DATA UNDER STUDY below:

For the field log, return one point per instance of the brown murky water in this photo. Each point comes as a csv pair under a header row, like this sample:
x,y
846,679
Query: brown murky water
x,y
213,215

End of DATA UNDER STUDY.
DATA UNDER STUDY below:

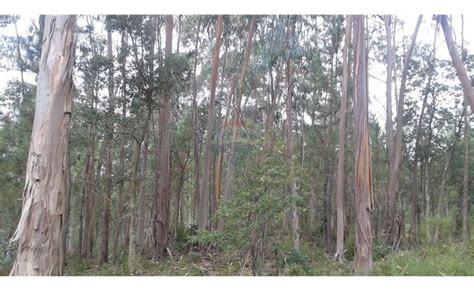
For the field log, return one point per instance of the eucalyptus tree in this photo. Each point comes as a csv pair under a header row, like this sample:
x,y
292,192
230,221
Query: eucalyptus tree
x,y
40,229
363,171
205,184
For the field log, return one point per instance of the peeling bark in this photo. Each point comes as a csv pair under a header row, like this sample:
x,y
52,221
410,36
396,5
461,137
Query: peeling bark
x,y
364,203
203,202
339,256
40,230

End of DATA UNDER STUDY.

== TASK ==
Find and copy each line of the material that holds the word "field".

== OUTPUT OF THE EXERCISE ==
For the field log, return one point per instance of the brown murky water in this photo. Each point comes as a csv pair under a header row, like this sample:
For the field log, return one point per instance of the eucalyptus tree in this photo. Each point comes as a csv pair under a header row, like this sample:
For the field log, return one point per instance of the peeling bark in this photo. Each point comes as a csv pair under a header row, like this sample:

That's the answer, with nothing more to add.